- _Consigne écrite 1_:
Recopiez la critique de La reine des quiches entre « La reine des quiches (208 » et « et son entourage... », bornes comprises, en remplaçant « Murielle » par « Hélène ».

La reine des quiches de Sophie de Villenoisy 3,75/5 (05-11-2018)
La reine des quiches (208 pages) est disponible depuis le 4 octobre 2018 chez Denoël.
L'histoire (éditeur) :
A quarante et un ans, Murielle collectionne les échecs, comme si une vilaine fée prenait un malin plaisir à la persécuter. Après autant de fausses couches que de manuscrits refusés, elle s'est résignée à ne donner vie qu'à des articles sur les vermifuges dans la rubrique animalière d'un journal télé. Jusqu'au jour où un éditeur l'appelle, son dernier roman, Ceci est mon corps, l'a fasciné, il veut absolument le publier. Murielle n'en revient pas, son roman-confession sur sa propre stérilité va lui apporter la reconnaissance dont elle a toujours rêvé ! Mais ce succès littéraire pourrait aussi avoir des conséquences inattendues sur sa vie et son entourage...
Mon avis :
Murielle Petit, 41 ans, écrit des articles pour la rubrique Animaux de Télé depuis 9 ans (après avoir touché aux pages beauté, un comble pour cette femme au physique moyen- très vite remplacée par la délicieuses Karen…). Mariée à Jérôme (iconographe de métier et photographe amateur) depuis 7 ans, ils n’ont jamais réussi à avoir d’enfants et ont essuyé beaucoup de déceptions et de tristesse à chaque fausse couche (7 pour être précise, comme le nombre de romans que Murielle a écrits. Et oui, depuis 10 ans, elle consacre ses premières heures de la journée à l’écriture d’histoire dont les manuscrits, qu’elle n’a pas choisi d’abandonner, ont été refusés).

- _Consigne écrite 2_:
Mettez sous forme de liste numérotée les lignes des enregistrements situées entre celle qui contient « Scientific specimen imaging: find the compound » et celle qui contient « [88,116,239,152] », toutes deux incluses, sans reprendre les lignes vides.

- _Données de l'exercice_:
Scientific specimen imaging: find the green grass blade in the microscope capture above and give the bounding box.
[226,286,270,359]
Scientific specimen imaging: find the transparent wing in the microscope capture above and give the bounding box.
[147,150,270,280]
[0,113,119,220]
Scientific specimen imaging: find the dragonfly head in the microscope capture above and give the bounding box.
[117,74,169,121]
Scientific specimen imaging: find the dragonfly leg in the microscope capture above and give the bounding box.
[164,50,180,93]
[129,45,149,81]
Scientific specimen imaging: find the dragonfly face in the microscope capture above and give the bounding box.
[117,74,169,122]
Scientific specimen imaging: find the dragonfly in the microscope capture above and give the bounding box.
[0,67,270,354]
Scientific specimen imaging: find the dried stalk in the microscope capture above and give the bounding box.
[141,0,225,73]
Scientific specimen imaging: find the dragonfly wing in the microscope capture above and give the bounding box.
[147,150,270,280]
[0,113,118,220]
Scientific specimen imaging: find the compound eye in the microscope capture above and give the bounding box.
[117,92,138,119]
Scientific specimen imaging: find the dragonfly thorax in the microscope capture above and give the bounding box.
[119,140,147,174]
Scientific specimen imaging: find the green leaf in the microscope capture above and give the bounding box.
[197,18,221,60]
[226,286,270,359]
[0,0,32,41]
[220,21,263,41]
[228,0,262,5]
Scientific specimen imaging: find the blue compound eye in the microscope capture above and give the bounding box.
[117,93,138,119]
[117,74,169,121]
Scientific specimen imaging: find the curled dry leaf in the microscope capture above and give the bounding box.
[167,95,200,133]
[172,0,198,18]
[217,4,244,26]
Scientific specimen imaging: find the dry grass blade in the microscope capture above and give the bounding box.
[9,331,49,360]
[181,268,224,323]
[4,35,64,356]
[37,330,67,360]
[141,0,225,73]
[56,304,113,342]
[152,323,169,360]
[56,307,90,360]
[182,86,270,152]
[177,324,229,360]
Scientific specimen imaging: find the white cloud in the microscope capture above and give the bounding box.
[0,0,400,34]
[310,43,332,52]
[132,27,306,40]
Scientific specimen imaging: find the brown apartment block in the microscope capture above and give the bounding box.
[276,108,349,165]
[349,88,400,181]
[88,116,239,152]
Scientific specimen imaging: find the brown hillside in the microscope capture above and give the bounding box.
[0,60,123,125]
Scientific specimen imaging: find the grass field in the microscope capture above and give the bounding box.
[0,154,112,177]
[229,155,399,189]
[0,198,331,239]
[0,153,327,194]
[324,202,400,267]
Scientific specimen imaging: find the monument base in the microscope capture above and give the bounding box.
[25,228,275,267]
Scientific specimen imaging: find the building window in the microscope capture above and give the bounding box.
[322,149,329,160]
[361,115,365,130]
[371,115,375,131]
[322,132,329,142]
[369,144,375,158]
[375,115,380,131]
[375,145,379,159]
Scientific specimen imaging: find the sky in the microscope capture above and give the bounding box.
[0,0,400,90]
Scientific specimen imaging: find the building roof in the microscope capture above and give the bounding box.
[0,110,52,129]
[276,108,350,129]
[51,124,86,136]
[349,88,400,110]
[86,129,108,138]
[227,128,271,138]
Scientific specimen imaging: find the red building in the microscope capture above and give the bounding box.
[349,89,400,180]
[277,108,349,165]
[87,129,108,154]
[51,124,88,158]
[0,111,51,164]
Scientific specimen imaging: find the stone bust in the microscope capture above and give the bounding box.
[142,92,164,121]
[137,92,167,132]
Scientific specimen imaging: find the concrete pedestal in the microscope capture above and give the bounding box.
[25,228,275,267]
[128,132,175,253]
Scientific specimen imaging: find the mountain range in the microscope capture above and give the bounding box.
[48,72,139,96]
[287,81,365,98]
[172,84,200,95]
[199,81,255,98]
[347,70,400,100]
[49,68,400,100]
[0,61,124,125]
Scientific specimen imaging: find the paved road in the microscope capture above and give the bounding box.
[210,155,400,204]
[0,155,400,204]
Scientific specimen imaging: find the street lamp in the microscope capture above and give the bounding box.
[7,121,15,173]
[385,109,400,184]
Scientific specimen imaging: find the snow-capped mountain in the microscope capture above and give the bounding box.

- _Résultat de l'exercice 1_:
La reine des quiches (208 pages) est disponible depuis le 4 octobre 2018 chez Denoël.
L'histoire (éditeur) :
A quarante et un ans, Hélène collectionne les échecs, comme si une vilaine fée prenait un malin plaisir à la persécuter. Après autant de fausses couches que de manuscrits refusés, elle s'est résignée à ne donner vie qu'à des articles sur les vermifuges dans la rubrique animalière d'un journal télé. Jusqu'au jour où un éditeur l'appelle, son dernier roman, Ceci est mon corps, l'a fasciné, il veut absolument le publier. Hélène n'en revient pas, son roman-confession sur sa propre stérilité va lui apporter la reconnaissance dont elle a toujours rêvé ! Mais ce succès littéraire pourrait aussi avoir des conséquences inattendues sur sa vie et son entourage...

- _Résultat de l'exercice 2_:
1. Scientific specimen imaging: find the compound eye in the microscope capture above and give the bounding box.
2. [117,92,138,119]
3. Scientific specimen imaging: find the dragonfly thorax in the microscope capture above and give the bounding box.
4. [119,140,147,174]
5. Scientific specimen imaging: find the green leaf in the microscope capture above and give the bounding box.
6. [197,18,221,60]
7. [226,286,270,359]
8. [0,0,32,41]
9. [220,21,263,41]
10. [228,0,262,5]
11. Scientific specimen imaging: find the blue compound eye in the microscope capture above and give the bounding box.
12. [117,93,138,119]
13. [117,74,169,121]
14. Scientific specimen imaging: find the curled dry leaf in the microscope capture above and give the bounding box.
15. [167,95,200,133]
16. [172,0,198,18]
17. [217,4,244,26]
18. Scientific specimen imaging: find the dry grass blade in the microscope capture above and give the bounding box.
19. [9,331,49,360]
20. [181,268,224,323]
21. [4,35,64,356]
22. [37,330,67,360]
23. [141,0,225,73]
24. [56,304,113,342]
25. [152,323,169,360]
26. [56,307,90,360]
27. [182,86,270,152]
28. [177,324,229,360]
29. Scientific specimen imaging: find the white cloud in the microscope capture above and give the bounding box.
30. [0,0,400,34]
31. [310,43,332,52]
32. [132,27,306,40]
33. Scientific specimen imaging: find the brown apartment block in the microscope capture above and give the bounding box.
34. [276,108,349,165]
35. [349,88,400,181]
36. [88,116,239,152]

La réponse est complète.